### Trecho selecionado:
****************
De fato, qualquer que seja a evidência empírica que se apresente contra essas hipóteses, tão logo se adote o positivismo e rejeite-se como mal concebida a ideia de formular uma defesa baseada em princípios contra elas ou em seu favor, a defesa do ladrão ou do cobrador de impostos está segura contra crítica decisiva, porque qualquer falha pode ser atribuía a uma ainda incontrolada variável interventora. Nem mesmo o experimento mais perfeitamente controlado poderia mudar essa situação. Pois nunca seria possível controlar todas as variáveis que, concebivelmente, podem ter uma influência sobre a variável a ser explicada ou o resultado a ser produzido. Na prática, isso envolveria controlar literalmente todo o universo, e em tese ninguém sabe sequer o que são todas as variáveis que constituem o universo. Não importam quais as acusações levantadas contra o ladrão, o tributador ou a comissão de diretores do Federal Reserve, dentro dos limites da metodologia positivista eles sempre serão capazes de preservar e resgatar o “núcleo” do seu “programa de pesquisa”, como o positivista neo-popperiano Lakatos teria chamado. A experiência apenas nos diz que um experimento particular não alcançou seu objetivo, mas jamais pode nos dizer se algum outro sutilmente diferente produzirá quaisquer resultados distintos, ou se é possível atingir o objetivo de gerar prosperidade geral por meio de qualquer forma de roubo, taxação ou criação de papel-moeda.
****************
### Linhas de dados:
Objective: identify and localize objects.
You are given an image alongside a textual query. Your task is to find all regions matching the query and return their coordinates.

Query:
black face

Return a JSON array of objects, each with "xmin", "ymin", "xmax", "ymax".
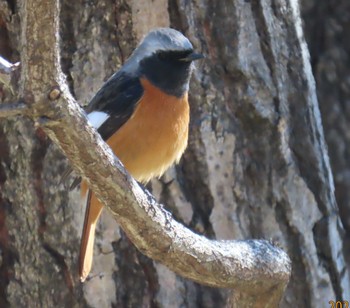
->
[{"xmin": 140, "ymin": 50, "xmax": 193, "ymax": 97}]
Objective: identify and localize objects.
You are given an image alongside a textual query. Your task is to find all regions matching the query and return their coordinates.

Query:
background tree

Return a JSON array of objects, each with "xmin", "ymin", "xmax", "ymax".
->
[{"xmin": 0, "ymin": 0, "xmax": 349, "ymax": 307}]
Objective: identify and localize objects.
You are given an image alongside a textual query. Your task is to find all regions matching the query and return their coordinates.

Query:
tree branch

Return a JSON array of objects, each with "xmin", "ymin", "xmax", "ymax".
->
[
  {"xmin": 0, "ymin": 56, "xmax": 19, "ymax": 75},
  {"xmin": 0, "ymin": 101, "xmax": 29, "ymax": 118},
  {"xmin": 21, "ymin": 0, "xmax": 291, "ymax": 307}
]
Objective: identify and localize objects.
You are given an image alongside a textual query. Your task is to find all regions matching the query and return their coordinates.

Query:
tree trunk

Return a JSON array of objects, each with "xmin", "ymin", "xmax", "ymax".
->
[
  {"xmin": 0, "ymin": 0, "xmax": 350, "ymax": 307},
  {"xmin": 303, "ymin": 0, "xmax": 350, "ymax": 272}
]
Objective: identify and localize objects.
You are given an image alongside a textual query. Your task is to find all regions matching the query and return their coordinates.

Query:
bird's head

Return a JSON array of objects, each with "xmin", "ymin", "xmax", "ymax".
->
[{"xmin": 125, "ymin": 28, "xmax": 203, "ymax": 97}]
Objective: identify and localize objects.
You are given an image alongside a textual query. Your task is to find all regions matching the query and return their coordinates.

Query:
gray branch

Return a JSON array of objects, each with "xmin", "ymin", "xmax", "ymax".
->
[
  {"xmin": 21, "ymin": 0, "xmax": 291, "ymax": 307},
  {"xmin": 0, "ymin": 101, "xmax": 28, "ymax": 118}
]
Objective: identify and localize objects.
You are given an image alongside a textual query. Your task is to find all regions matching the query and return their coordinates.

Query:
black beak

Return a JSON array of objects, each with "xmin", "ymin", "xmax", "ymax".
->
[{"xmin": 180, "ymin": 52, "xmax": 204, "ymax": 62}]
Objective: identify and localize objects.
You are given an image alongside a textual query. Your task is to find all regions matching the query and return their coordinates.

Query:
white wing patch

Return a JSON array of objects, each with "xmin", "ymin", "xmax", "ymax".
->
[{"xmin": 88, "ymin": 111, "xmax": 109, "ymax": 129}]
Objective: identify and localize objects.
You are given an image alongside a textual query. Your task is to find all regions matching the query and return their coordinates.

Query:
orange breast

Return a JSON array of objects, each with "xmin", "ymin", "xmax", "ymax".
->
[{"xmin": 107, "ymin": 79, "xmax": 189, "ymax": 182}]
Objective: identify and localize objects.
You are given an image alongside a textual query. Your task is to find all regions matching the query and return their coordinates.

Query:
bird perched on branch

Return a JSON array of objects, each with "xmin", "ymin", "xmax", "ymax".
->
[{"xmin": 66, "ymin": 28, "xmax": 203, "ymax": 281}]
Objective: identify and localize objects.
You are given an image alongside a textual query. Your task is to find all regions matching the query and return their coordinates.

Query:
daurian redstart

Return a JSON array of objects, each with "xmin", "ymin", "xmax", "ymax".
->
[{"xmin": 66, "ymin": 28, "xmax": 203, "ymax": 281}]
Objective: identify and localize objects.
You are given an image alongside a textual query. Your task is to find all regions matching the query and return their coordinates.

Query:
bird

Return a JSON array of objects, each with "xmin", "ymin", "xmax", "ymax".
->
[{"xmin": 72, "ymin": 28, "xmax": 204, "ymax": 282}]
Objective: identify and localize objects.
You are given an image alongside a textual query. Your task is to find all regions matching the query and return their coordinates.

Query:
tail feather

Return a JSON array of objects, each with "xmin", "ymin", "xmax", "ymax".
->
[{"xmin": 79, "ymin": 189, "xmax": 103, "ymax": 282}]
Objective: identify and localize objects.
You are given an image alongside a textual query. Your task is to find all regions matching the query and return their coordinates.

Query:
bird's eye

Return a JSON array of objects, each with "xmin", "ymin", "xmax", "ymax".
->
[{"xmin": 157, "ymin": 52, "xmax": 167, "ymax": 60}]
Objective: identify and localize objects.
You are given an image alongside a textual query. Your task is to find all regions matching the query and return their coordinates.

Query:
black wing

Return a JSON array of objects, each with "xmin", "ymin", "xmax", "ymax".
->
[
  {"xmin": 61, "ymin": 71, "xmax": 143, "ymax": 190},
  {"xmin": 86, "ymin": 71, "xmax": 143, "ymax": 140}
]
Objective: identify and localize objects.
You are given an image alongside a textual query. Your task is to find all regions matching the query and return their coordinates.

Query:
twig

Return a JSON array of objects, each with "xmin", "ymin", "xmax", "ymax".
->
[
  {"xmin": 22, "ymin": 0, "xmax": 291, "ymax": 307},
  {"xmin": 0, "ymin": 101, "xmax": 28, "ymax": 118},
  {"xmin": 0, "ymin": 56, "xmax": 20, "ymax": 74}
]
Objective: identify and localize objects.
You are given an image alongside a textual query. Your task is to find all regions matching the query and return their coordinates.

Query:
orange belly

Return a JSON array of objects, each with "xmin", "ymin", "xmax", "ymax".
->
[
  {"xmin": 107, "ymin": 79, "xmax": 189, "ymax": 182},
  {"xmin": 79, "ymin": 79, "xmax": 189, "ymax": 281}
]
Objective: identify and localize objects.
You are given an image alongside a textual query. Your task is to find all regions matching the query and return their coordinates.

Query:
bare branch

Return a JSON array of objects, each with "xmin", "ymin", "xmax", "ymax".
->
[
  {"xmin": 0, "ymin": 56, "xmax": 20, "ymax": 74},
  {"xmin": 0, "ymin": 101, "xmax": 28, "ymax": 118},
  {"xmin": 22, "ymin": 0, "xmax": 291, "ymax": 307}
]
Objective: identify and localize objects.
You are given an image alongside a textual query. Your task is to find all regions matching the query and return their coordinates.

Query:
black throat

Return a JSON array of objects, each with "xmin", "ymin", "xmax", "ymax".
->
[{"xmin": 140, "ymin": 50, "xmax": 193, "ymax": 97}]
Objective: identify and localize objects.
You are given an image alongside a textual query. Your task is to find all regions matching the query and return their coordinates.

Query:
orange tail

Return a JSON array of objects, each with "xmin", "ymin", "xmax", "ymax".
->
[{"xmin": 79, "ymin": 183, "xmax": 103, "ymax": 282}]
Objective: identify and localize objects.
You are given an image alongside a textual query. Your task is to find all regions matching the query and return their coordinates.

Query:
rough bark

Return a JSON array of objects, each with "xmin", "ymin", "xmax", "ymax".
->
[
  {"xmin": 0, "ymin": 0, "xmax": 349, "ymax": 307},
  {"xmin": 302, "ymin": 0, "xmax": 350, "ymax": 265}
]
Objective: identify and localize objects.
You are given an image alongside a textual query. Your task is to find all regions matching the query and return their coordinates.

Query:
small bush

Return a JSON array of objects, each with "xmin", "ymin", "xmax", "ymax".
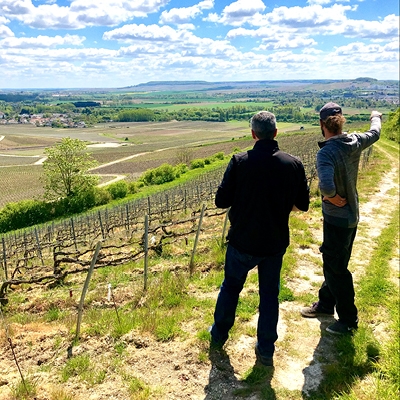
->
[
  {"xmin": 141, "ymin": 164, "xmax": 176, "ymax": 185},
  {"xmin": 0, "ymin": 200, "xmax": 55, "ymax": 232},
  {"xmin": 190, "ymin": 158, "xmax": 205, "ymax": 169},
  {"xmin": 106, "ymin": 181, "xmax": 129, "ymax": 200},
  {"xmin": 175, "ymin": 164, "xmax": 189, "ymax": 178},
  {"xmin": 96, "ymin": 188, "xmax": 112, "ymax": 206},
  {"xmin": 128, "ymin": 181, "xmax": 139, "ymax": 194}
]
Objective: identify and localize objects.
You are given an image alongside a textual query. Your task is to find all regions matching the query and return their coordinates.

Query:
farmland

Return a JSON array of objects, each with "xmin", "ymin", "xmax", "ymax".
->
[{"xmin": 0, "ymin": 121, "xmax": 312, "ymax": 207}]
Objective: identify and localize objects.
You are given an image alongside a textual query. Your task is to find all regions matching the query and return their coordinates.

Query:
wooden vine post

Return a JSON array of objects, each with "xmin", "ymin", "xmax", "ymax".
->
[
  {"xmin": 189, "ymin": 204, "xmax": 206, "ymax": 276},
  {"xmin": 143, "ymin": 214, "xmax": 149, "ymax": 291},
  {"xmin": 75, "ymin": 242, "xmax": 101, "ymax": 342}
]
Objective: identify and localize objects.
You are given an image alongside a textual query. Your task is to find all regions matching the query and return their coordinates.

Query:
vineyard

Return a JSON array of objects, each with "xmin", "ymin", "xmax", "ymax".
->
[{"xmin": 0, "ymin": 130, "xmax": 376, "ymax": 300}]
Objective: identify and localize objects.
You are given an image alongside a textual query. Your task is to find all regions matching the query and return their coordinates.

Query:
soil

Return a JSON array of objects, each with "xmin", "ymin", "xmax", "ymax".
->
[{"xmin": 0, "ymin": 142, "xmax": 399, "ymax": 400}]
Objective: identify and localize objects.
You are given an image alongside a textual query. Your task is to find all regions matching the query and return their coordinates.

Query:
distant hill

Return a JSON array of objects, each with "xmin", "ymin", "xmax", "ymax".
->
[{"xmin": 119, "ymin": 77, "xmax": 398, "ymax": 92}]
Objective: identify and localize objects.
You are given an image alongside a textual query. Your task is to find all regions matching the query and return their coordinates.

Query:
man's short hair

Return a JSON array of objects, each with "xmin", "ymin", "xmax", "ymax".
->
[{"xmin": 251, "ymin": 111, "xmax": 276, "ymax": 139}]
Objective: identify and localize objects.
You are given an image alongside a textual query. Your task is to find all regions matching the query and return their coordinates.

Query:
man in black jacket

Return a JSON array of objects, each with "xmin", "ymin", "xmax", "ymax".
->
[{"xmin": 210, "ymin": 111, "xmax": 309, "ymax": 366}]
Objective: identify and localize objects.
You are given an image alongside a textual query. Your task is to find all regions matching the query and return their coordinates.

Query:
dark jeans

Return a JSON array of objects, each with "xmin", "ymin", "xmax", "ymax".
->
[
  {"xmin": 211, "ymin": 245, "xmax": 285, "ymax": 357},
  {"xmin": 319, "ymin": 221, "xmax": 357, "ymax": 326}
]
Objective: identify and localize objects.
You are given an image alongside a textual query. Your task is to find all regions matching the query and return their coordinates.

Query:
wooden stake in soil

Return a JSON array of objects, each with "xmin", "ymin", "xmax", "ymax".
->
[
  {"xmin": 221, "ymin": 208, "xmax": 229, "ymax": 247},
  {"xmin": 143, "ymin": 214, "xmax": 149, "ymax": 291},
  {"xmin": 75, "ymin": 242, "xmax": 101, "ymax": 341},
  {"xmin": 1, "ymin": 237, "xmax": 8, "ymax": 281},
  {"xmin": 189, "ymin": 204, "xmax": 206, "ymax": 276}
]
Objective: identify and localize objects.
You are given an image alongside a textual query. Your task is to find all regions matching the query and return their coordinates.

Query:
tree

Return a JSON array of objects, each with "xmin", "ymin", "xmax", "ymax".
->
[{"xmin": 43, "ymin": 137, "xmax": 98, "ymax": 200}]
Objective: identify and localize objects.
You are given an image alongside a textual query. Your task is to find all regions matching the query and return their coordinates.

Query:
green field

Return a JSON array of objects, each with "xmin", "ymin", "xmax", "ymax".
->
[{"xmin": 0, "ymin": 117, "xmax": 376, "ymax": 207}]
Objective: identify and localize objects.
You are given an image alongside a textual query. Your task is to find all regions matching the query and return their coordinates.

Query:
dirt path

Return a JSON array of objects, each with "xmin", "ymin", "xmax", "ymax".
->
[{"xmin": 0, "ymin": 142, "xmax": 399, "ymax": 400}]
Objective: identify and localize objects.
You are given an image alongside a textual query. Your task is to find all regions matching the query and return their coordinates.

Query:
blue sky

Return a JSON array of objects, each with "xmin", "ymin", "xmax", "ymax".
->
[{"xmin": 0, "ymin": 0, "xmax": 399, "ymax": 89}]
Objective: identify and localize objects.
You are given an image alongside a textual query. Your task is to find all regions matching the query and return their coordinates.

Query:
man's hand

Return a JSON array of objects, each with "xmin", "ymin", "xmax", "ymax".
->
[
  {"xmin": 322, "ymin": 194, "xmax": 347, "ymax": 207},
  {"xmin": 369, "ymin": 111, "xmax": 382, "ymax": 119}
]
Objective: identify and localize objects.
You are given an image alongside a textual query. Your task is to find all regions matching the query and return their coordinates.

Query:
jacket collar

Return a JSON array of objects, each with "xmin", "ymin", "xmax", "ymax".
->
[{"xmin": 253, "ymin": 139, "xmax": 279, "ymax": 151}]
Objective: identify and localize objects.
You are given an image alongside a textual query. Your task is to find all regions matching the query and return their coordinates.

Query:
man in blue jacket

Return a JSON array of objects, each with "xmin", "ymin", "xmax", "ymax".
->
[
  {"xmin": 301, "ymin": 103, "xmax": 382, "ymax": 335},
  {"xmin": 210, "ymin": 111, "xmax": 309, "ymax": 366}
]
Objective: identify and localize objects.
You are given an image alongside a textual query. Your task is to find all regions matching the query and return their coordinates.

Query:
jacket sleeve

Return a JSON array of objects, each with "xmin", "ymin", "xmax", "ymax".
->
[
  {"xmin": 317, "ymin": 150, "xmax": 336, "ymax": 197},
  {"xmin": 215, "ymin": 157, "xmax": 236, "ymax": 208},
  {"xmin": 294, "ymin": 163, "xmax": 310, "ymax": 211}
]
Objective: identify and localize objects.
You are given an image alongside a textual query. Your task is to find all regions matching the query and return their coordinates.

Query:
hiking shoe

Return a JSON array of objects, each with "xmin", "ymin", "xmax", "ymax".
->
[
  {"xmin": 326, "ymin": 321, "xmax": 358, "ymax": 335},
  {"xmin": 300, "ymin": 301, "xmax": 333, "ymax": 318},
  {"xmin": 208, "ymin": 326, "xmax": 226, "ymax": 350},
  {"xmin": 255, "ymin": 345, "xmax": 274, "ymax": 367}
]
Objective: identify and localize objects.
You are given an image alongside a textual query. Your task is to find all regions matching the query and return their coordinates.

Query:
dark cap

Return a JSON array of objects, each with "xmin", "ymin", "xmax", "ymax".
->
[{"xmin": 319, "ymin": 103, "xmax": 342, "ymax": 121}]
****************
Você pode repetir na íntegra, sem alterar nada, o trecho sobre o positivismo e a defesa do ladrão e do cobrador de impostos?

De fato, qualquer que seja a evidência empírica que se apresente contra essas hipóteses, tão logo se adote o positivismo e rejeite-se como mal concebida a ideia de formular uma defesa baseada em princípios contra elas ou em seu favor, a defesa do ladrão ou do cobrador de impostos está segura contra crítica decisiva, porque qualquer falha pode ser atribuía a uma ainda incontrolada variável interventora. Nem mesmo o experimento mais perfeitamente controlado poderia mudar essa situação. Pois nunca seria possível controlar todas as variáveis que, concebivelmente, podem ter uma influência sobre a variável a ser explicada ou o resultado a ser produzido. Na prática, isso envolveria controlar literalmente todo o universo, e em tese ninguém sabe sequer o que são todas as variáveis que constituem o universo. Não importam quais as acusações levantadas contra o ladrão, o tributador ou a comissão de diretores do Federal Reserve, dentro dos limites da metodologia positivista eles sempre serão capazes de preservar e resgatar o “núcleo” do seu “programa de pesquisa”, como o positivista neo-popperiano Lakatos teria chamado. A experiência apenas nos diz que um experimento particular não alcançou seu objetivo, mas jamais pode nos dizer se algum outro sutilmente diferente produzirá quaisquer resultados distintos, ou se é possível atingir o objetivo de gerar prosperidade geral por meio de qualquer forma de roubo, taxação ou criação de papel-moeda.